(Selected excerpt):
════════════════════
# I finally got started .........



## win43 (Aug 28, 2006)

Here's a pic of my door track with a little addition. This has been in the works (mostly in the dark recesses of my brain) for a long long time. The door is 32" X 80" and the addition is 30" X 36". This will be a very slow process building..... BUT at least I got started. Also there are some pics of a few of the buildings that will be used. This is my and my wifes' first attempt at making buildings. They're a little crude but we like them.


----------



## tjd241 (Jan 25, 2004)

*Love it....*

*yyyyyyyyyYAHTZEEEEEEEEE ! ! !* :thumbsup::thumbsup:


----------



## rbrunne1 (Sep 22, 2007)

Nice Start! Looks like you'll be racing through the countryside :thumbsup:


----------



## slotcarman12078 (Oct 3, 2008)

This made my day!!!!  Thanks Jerry for posting this up, and kudos to Bill for helping get it set up!!! Looks to me like you got a fun set up!!! I bet it feels good to have a trigger in your hand, and some smooth track to burn up! :thumbsup::thumbsup:


----------



## NTxSlotCars (May 27, 2008)

Awesome buildings!!! Is this and open door?

Dude, just throwin out ideas here...
Those buildings remind me of a town square. How bout an intersection?
════════════════════
(Dataset content):

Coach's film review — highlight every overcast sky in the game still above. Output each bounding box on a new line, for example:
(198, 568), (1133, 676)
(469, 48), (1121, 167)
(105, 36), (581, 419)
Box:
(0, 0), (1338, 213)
════════════════════
(Required work):
1 – From the door-track thread, output the passage from "This made my" up to and including "out ideas here...".
2 – Do these statements agree with the door-track thread? Answer yes or no for each and quote the deciding words. (a) The door measures 32" by 80". (b) The buildings are a first attempt at building-making for the poster and the poster's wife. (c) NTxSlotCars suggests adding a bridge.
Rely only on the door-track thread.

(Answers by task):
1 –
This made my day!!!!  Thanks Jerry for posting this up, and kudos to Bill for helping get it set up!!! Looks to me like you got a fun set up!!! I bet it feels good to have a trigger in your hand, and some smooth track to burn up! :thumbsup::thumbsup:


----------



## NTxSlotCars (May 27, 2008)

Awesome buildings!!! Is this and open door?

Dude, just throwin out ideas here...

2 –
(a) Yes: "The door is 32" X 80""
(b) Yes: "This is my and my wifes' first attempt at making buildings."
(c) No: "How bout an intersection?"